Data to use:

------------------------------------------------

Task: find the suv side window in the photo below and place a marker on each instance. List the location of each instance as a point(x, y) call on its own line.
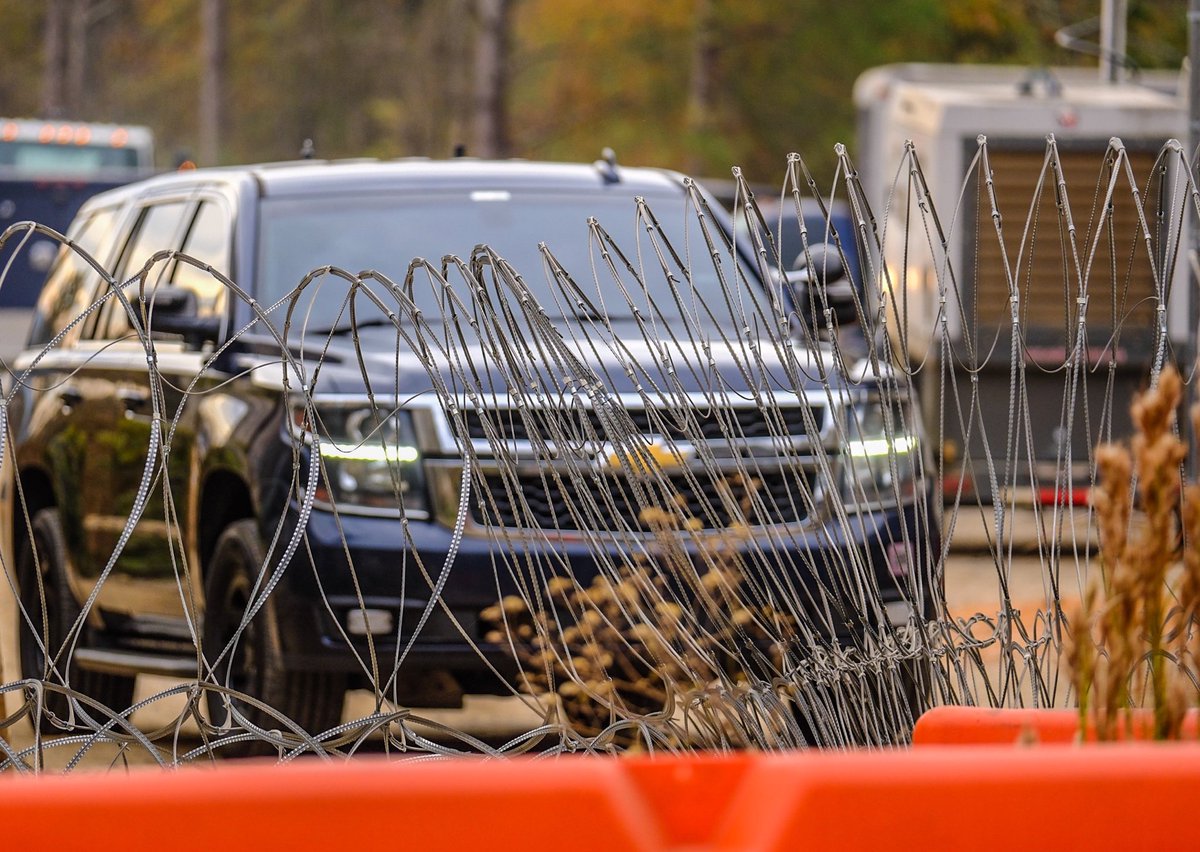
point(159, 228)
point(70, 285)
point(208, 241)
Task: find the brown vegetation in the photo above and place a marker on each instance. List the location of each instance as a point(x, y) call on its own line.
point(1133, 640)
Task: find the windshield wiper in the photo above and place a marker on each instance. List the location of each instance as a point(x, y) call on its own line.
point(337, 330)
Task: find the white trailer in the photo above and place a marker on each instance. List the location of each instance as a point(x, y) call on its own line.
point(965, 298)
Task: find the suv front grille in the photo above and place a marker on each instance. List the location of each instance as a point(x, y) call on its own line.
point(711, 424)
point(610, 499)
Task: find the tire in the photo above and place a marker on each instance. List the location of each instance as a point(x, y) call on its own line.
point(255, 667)
point(52, 609)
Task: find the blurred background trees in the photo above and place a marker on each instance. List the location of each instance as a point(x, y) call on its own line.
point(690, 84)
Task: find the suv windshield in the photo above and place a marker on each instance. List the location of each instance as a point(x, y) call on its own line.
point(385, 233)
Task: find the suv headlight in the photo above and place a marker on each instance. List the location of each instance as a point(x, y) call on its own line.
point(880, 453)
point(370, 460)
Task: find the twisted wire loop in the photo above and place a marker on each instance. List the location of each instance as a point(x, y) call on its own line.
point(670, 481)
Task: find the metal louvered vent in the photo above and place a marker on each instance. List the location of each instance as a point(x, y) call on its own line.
point(1120, 282)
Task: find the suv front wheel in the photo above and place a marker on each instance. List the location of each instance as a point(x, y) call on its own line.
point(255, 665)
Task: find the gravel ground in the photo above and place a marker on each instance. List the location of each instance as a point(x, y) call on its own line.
point(972, 583)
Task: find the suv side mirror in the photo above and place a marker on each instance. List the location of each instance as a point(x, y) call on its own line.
point(173, 311)
point(820, 281)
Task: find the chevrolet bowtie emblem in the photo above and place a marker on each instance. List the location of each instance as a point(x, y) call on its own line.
point(648, 457)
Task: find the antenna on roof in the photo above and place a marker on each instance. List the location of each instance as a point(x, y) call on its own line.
point(607, 166)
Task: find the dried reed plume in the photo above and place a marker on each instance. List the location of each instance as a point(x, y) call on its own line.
point(624, 659)
point(1129, 641)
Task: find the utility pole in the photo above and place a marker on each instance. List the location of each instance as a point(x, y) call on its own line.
point(53, 49)
point(1113, 40)
point(491, 136)
point(1193, 256)
point(211, 81)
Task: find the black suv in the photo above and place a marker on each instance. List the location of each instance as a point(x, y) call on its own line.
point(234, 385)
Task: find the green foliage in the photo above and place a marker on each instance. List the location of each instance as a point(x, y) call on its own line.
point(384, 78)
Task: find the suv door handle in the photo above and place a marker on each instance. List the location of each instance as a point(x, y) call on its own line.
point(133, 400)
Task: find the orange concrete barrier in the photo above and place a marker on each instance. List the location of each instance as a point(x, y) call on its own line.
point(1122, 797)
point(985, 725)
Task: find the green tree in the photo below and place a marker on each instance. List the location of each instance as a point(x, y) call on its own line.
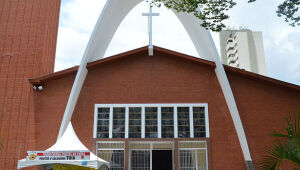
point(213, 12)
point(286, 146)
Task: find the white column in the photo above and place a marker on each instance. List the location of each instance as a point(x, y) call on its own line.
point(110, 121)
point(126, 122)
point(159, 122)
point(95, 121)
point(206, 121)
point(191, 122)
point(175, 123)
point(143, 122)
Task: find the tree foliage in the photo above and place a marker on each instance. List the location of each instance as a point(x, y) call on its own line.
point(213, 12)
point(286, 146)
point(289, 9)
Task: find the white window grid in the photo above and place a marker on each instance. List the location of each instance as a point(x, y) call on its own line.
point(159, 106)
point(188, 166)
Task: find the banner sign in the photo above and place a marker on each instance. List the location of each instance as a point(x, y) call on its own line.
point(57, 155)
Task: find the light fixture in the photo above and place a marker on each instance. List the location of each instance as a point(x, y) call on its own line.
point(40, 87)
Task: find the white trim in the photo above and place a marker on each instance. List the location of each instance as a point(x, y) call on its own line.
point(175, 123)
point(154, 105)
point(126, 122)
point(191, 114)
point(143, 122)
point(159, 122)
point(107, 24)
point(206, 121)
point(159, 127)
point(95, 122)
point(110, 120)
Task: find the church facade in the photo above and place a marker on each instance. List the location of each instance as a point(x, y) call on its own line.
point(28, 34)
point(134, 110)
point(163, 111)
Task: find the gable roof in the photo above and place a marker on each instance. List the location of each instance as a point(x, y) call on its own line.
point(144, 50)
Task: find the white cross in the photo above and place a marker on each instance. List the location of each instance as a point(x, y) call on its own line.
point(149, 15)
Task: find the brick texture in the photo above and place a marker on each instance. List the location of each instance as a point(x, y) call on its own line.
point(161, 78)
point(28, 33)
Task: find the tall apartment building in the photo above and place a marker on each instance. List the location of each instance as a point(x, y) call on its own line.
point(28, 34)
point(243, 49)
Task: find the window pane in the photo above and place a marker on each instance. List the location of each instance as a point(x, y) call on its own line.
point(199, 122)
point(167, 122)
point(103, 123)
point(118, 122)
point(183, 122)
point(151, 122)
point(187, 160)
point(140, 160)
point(135, 122)
point(114, 157)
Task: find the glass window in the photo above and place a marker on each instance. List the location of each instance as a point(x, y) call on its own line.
point(183, 122)
point(135, 122)
point(103, 123)
point(140, 160)
point(199, 122)
point(192, 155)
point(151, 122)
point(167, 122)
point(118, 122)
point(112, 153)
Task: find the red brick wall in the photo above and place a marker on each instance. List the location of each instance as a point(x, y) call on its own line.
point(142, 79)
point(165, 79)
point(28, 33)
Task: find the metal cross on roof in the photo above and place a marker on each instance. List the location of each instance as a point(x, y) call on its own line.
point(149, 15)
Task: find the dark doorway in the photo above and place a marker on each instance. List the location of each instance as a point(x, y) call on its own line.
point(162, 160)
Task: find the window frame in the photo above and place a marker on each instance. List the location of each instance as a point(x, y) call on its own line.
point(158, 105)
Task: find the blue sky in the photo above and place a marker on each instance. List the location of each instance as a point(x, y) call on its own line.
point(78, 17)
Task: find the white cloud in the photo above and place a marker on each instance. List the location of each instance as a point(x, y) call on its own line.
point(78, 18)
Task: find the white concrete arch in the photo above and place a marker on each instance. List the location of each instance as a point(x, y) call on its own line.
point(111, 16)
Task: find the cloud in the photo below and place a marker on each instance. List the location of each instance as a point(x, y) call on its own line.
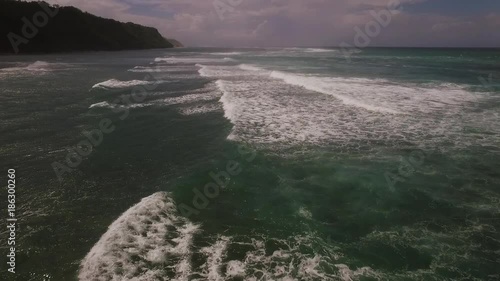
point(293, 22)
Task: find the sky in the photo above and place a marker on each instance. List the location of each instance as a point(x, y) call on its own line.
point(356, 23)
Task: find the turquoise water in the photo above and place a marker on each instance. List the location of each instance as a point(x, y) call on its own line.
point(256, 164)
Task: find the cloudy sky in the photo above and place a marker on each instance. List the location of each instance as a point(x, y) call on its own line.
point(442, 23)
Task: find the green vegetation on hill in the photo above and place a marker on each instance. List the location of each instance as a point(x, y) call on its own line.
point(36, 27)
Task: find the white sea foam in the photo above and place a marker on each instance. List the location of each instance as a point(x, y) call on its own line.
point(143, 244)
point(105, 104)
point(227, 53)
point(200, 109)
point(117, 84)
point(288, 108)
point(330, 86)
point(160, 68)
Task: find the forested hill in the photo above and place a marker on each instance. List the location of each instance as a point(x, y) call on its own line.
point(36, 27)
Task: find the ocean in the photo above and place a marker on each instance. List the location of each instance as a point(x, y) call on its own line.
point(254, 164)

------------------------------------------------

Aim of the task: The job here is to write out the records exactly, pictures excluded.

Completed task:
Task: find the suv side window in the photo below and place a marker on each instance. List the location of each instance as a point(x, y) call on its own line.
point(159, 228)
point(70, 285)
point(208, 241)
Task: find the brown vegetation in the photo above and place a marker on each instance. List the location of each instance as a point(x, y) call on its own line.
point(1133, 640)
Task: find the windshield wiper in the photo above and place a marker on each instance. List the location of each instance as a point(x, y) call on its own line.
point(337, 330)
Task: find the white trailer in the photo above and place a marker on each instance. List the location of each instance as a point(x, y) call on its own line.
point(965, 298)
Task: find the suv front grille in the photo above and place a marker on each instance. List the location of each instance as a point(x, y) call on its own line.
point(711, 424)
point(610, 499)
Task: find the tire in the photo above and place a marker on each instance. List the location of each instance as a point(x, y) call on its own line.
point(255, 667)
point(52, 609)
Task: find the blurred background trees in the photo above and place a marker on each instance. List the location of each instance as a point(x, y) call on its own line.
point(690, 84)
Task: find the suv windshield in the photo above and place a marker on each instance. List the location of each instance as a point(x, y) call on its own line.
point(385, 233)
Task: find the suv headlight in the photo above and place a marker on each instance. List the location of each instance as a point(x, y) call on its own line.
point(880, 453)
point(370, 460)
Task: find the twisted wire loop in the photo above and place a marker on each instance. List the location of each instance as a point(x, y) call on its own line.
point(670, 481)
Task: find the metal louvered vent in the photo above and place a marker on each instance. List the location of each instance as a point(x, y) call on its own line.
point(1120, 282)
Task: find the suv front wheel in the photo above and place a marker on each instance. List the location of each instance as a point(x, y) call on its own line.
point(255, 665)
Task: find the gravel ground in the photo above and place a marker on each instance. List the location of each instance as a point(x, y) call on its own line.
point(972, 583)
Task: find the suv side mirror in the photo above and place a marker on each instance. List the location of each instance as a point(x, y) call on its own line.
point(173, 311)
point(820, 281)
Task: find the chevrolet bowtie emblem in the photo above and place a marker on each instance. List the location of each instance as a point(x, y) call on its own line.
point(648, 457)
Task: find the antenna on roof in the photo above and place a marker on each instance. List the location of each instance as a point(x, y) call on its own line.
point(607, 166)
Task: find the dried reed plume in the photo above and place a marker on each instance. List the location of each instance as a point(x, y) call on its own line.
point(624, 659)
point(1129, 641)
Task: find the utility pole in the photo above and place a marker on each instance. List the location of each instance as a point(x, y) call on its own line.
point(53, 49)
point(1113, 40)
point(491, 136)
point(1193, 256)
point(211, 81)
Task: find the black suv in the photo above and place a marker on each instance. List the location of each instance as a point(x, y) call on its own line.
point(234, 385)
Task: find the green foliage in the photo above and place a marker on each instance. List the location of each instance as a point(x, y) call on its own line.
point(384, 78)
Task: find the suv door handle in the photo above and place a marker on each instance. List the location of each instance as a point(x, y) call on its own line.
point(133, 400)
Task: find the orange concrete barrier in the photo above and place a marker on each instance. List the location of each instance as a point(x, y) call on its own line.
point(1122, 797)
point(985, 725)
Task: find the green tree in the photo below and place a marker on each instance. List the location of each instance as a point(x, y) call on its own line.
point(213, 12)
point(286, 146)
Task: find the white column in the photo above and place a marker on each instance. List the location of each instance as a point(x, y) call on its own line.
point(110, 121)
point(126, 122)
point(159, 122)
point(95, 121)
point(206, 121)
point(191, 122)
point(175, 123)
point(143, 122)
Task: find the tree foliage in the photo above and place a marker on each instance. List the location of each instance as a point(x, y) call on its own line.
point(213, 12)
point(286, 146)
point(289, 9)
Task: find the white window grid in the photo above and place a marker on each instance. List the location of each instance as a point(x, y) call on its own line.
point(159, 106)
point(188, 166)
Task: find the banner sign in the photo above and place a marker on each instance. List the location of each instance as a point(x, y) call on its own line.
point(57, 155)
Task: find the light fixture in the photo above and place a marker on each instance. List the location of each instance as a point(x, y) call on its own line.
point(40, 87)
Task: find the white trim in the photo above and place a marker on each instance. List the location of each instance as a point(x, y) call on its own line.
point(175, 123)
point(154, 105)
point(126, 122)
point(191, 114)
point(143, 122)
point(159, 122)
point(107, 24)
point(206, 121)
point(159, 127)
point(95, 122)
point(110, 120)
Task: find the church facade in the photo above and place a marker on each instance. List the location of each instance as a point(x, y) call on its own line.
point(28, 34)
point(134, 110)
point(163, 111)
Task: find the gable roof in the photo above and place a marker on each instance. List the location of each instance as a point(x, y) call on its own line.
point(144, 50)
Task: find the white cross in the photo above and place a marker on each instance. List the location of each instance as a point(x, y) call on its own line.
point(149, 15)
Task: find the brick texture in the photo above and place a marker on each instance. List the location of each instance as a point(x, y) call on its own line.
point(161, 78)
point(28, 33)
Task: find the tall apartment building in the photo above and place a marker on each instance. List the location of each instance as a point(x, y) call on its own line.
point(28, 34)
point(243, 49)
Task: find the window pane in the photo above and place a marker on each instance. List the location of each instance as a point(x, y) call on its own line.
point(199, 122)
point(167, 122)
point(103, 123)
point(118, 122)
point(183, 122)
point(151, 122)
point(187, 160)
point(140, 160)
point(135, 122)
point(114, 157)
Task: find the glass window in the photo above and place a marker on each instance. List the location of each instance as a point(x, y) call on its own line.
point(183, 122)
point(135, 122)
point(103, 123)
point(140, 160)
point(199, 122)
point(192, 155)
point(151, 122)
point(167, 122)
point(118, 122)
point(112, 153)
Task: find the red brick wall in the photo above and place a marker on each instance. List the location of each instance as a point(x, y) call on its own line.
point(142, 79)
point(165, 79)
point(28, 33)
Task: find the metal cross on roof in the photo above and place a marker on each instance. List the location of each instance as a point(x, y) call on its own line.
point(149, 15)
Task: find the dark doorway in the photo above and place a marker on each instance. List the location of each instance as a point(x, y) call on its own line.
point(162, 160)
Task: find the window frame in the photo above and place a marker on each instance. List the location of each instance as a point(x, y) call on its own line.
point(158, 105)
Task: find the blue sky in the photo above and place a marker on each instance. List the location of each instance as a point(x, y) call on its own line.
point(78, 17)
Task: find the white cloud in the photo above and place a marker on each instance. List the location of each instance as a point(x, y) call on its own line.
point(78, 18)
Task: find the white concrete arch in the photo above and place a marker on each instance. List the location of each instance as a point(x, y) call on its own line.
point(111, 16)
Task: find the cloud in the photo below and place a marker on each instance. List the location of each instance as a point(x, y) call on its own line.
point(293, 22)
Task: find the sky in the photo above and place a marker on each instance. List the location of each instance as a point(x, y) call on its own line.
point(356, 23)
Task: find the turquoise water in the photo above and place a marker on each instance. List the location of each instance as a point(x, y) call on its own line.
point(256, 164)
Task: find the cloudy sky in the photo above and place a marker on each instance. List the location of each instance as a point(x, y) call on its own line.
point(442, 23)
Task: find the green vegetation on hill in the photo above and place a marker on each instance. List the location of each instance as a point(x, y) call on its own line.
point(36, 27)
Task: find the white sea foam in the photo above and place a marker on each instance. List the location of each instance as a point(x, y) call on its own line.
point(143, 244)
point(105, 104)
point(227, 53)
point(200, 109)
point(117, 84)
point(288, 108)
point(330, 86)
point(160, 68)
Task: find the forested hill in the photo above and place a marker on each instance. List the location of each instance as a point(x, y) call on its own line.
point(36, 27)
Task: find the ocean in the photo above and place a marker on each instance. List the location of each instance as a point(x, y) call on its own line.
point(254, 164)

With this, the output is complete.